@José Morales I've upgraded to a paid API acct to facilitate more testing/optimization.
I came across an article, where someone tested how much historical data is used by the model. he found the max number of rows used (anything > [number]) didn't appear to change predictions. He had a pessimistic view of it, but I find it so much more impressive if that's true.
Few related Qs:
1. Can you share any insight into how much historical data would be leveraged for various horizons?
a. Would want to pass in the minimum amount to reduce latency
b. no sense increasing costs for you with unnecessary data while on API plan
c. Assuming we end up with self-hosted or azure deploy, this has significant impact on cost estimation
2. For the training data set you used, up to what dates did that include? before forward testing, would like to confirm that the data we're testing wasn't included in your training set.
3. For enterprise self-hosted, would we have any additional controls over saving/continuously fine-tuned models?
4. Do you find the long horizon model can work better for horizons < 24 hrs? I've mainly tested forecasts < 2 hrs (freq * 24 ), but would like to see how it does with longer. Not sure where the line is for long model. Any insight here is appreciated.
5. Somewhat related: the docs have an interesting clue "Currently, the historical forecasts are not affected by
h
, and have a fix horizon depending on the frequency of the data." - Is that predefined? We'll be forward testing, but if we knew what the auto-h was for our freq=5min, we'd have a good idea of where what our benchmark is. This would also be very informative in looking at history to benchmark performance over different
n training rows

> _Supplied records_:
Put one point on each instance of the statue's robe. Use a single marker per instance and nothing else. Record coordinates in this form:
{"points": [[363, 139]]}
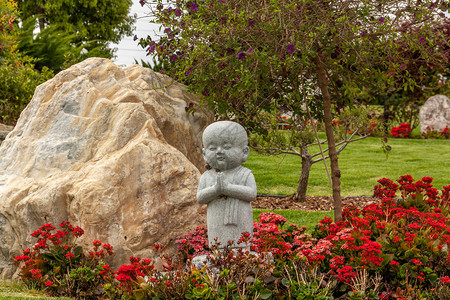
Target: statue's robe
{"points": [[228, 218]]}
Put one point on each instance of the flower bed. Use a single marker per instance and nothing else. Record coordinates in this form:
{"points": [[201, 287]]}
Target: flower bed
{"points": [[398, 249]]}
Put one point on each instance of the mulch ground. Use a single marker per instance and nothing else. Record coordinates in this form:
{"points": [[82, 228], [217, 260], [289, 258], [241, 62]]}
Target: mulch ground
{"points": [[312, 203]]}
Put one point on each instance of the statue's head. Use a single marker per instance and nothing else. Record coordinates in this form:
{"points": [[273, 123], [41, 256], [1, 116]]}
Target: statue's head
{"points": [[225, 145]]}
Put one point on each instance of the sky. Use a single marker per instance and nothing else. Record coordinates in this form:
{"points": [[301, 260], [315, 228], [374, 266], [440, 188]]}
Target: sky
{"points": [[128, 50]]}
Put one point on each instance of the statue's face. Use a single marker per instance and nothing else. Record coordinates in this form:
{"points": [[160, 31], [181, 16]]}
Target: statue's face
{"points": [[224, 153]]}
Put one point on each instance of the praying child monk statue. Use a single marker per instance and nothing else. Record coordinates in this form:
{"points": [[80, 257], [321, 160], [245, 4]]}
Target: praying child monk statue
{"points": [[227, 187]]}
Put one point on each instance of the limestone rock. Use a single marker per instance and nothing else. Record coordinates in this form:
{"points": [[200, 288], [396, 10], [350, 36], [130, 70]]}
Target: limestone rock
{"points": [[435, 114], [4, 130], [109, 149]]}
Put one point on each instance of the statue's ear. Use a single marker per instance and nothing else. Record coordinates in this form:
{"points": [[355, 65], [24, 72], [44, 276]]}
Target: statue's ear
{"points": [[246, 151]]}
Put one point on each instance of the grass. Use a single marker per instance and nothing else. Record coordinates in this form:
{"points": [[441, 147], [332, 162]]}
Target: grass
{"points": [[301, 218], [17, 290], [362, 163]]}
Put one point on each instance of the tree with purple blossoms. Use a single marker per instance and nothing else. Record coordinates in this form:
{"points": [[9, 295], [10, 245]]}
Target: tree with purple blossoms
{"points": [[304, 56]]}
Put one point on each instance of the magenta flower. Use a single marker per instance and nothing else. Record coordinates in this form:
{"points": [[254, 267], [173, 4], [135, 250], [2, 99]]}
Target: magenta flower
{"points": [[192, 5]]}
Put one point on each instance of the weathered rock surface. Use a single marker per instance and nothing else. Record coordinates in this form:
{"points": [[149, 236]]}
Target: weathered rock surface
{"points": [[4, 130], [435, 114], [109, 149]]}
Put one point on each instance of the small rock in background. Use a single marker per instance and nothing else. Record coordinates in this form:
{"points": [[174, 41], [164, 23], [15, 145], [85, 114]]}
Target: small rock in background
{"points": [[435, 114]]}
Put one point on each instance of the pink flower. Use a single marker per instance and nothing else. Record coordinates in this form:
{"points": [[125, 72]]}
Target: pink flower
{"points": [[445, 279], [394, 263], [48, 283]]}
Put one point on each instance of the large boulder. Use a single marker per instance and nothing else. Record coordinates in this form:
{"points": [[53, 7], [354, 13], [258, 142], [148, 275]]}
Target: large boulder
{"points": [[434, 115], [112, 150], [4, 130]]}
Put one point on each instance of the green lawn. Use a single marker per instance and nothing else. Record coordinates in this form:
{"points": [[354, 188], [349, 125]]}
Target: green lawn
{"points": [[301, 218], [362, 163], [17, 290]]}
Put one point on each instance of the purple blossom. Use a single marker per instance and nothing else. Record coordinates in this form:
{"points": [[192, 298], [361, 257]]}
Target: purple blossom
{"points": [[192, 5]]}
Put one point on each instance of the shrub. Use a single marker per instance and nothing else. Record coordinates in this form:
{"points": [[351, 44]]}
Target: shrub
{"points": [[434, 134], [394, 249], [404, 130], [57, 265]]}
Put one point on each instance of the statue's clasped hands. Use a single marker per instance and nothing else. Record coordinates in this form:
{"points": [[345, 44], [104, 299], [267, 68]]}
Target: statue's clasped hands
{"points": [[221, 184]]}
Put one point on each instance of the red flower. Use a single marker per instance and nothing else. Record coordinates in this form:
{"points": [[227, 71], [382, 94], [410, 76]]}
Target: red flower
{"points": [[108, 248], [97, 243], [48, 283], [77, 231], [36, 273], [394, 263], [123, 277], [47, 227]]}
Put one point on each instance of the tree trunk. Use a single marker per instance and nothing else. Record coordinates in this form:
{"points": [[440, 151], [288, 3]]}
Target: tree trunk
{"points": [[40, 14], [335, 172], [300, 195]]}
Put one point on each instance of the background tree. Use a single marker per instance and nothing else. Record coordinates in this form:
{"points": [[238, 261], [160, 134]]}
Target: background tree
{"points": [[18, 78], [251, 56], [79, 29]]}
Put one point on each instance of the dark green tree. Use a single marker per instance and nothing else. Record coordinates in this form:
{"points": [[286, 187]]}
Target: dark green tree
{"points": [[86, 24], [248, 57], [18, 78]]}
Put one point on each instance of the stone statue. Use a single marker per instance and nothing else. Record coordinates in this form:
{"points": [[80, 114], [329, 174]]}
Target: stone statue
{"points": [[227, 187]]}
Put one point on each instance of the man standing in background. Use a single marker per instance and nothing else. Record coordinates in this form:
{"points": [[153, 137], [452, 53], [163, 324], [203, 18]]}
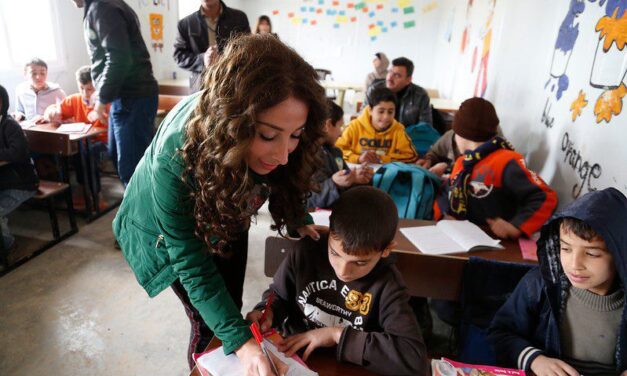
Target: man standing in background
{"points": [[202, 35], [122, 72]]}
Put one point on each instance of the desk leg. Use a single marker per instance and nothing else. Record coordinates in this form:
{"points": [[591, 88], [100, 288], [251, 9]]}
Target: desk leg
{"points": [[86, 178]]}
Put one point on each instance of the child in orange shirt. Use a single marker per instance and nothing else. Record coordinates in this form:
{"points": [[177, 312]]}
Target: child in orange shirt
{"points": [[79, 108]]}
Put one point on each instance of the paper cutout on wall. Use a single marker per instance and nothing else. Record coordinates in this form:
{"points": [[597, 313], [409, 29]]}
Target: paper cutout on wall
{"points": [[156, 31]]}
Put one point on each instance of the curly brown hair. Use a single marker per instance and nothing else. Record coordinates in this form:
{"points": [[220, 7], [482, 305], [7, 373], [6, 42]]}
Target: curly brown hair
{"points": [[255, 73]]}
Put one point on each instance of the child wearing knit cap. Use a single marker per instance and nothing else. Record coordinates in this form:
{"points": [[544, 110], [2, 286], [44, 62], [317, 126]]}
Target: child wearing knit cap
{"points": [[567, 317], [489, 183]]}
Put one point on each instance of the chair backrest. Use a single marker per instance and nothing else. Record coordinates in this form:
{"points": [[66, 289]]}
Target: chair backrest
{"points": [[277, 248]]}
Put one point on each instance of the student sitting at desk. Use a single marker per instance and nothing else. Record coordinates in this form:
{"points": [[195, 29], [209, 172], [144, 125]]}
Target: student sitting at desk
{"points": [[79, 108], [375, 136], [344, 290], [567, 317], [490, 184], [334, 176], [36, 94], [18, 180]]}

> _Written instruction_: Return the forum post above on historical data and forecast horizons in full, word for word.

> _Result below_:
@José Morales I've upgraded to a paid API acct to facilitate more testing/optimization.
I came across an article, where someone tested how much historical data is used by the model. he found the max number of rows used (anything > [number]) didn't appear to change predictions. He had a pessimistic view of it, but I find it so much more impressive if that's true.
Few related Qs:
1. Can you share any insight into how much historical data would be leveraged for various horizons?
a. Would want to pass in the minimum amount to reduce latency
b. no sense increasing costs for you with unnecessary data while on API plan
c. Assuming we end up with self-hosted or azure deploy, this has significant impact on cost estimation
2. For the training data set you used, up to what dates did that include? before forward testing, would like to confirm that the data we're testing wasn't included in your training set.
3. For enterprise self-hosted, would we have any additional controls over saving/continuously fine-tuned models?
4. Do you find the long horizon model can work better for horizons < 24 hrs? I've mainly tested forecasts < 2 hrs (freq * 24 ), but would like to see how it does with longer. Not sure where the line is for long model. Any insight here is appreciated.
5. Somewhat related: the docs have an interesting clue "Currently, the historical forecasts are not affected by
h
, and have a fix horizon depending on the frequency of the data." - Is that predefined? We'll be forward testing, but if we knew what the auto-h was for our freq=5min, we'd have a good idea of where what our benchmark is. This would also be very informative in looking at history to benchmark performance over different
n training rows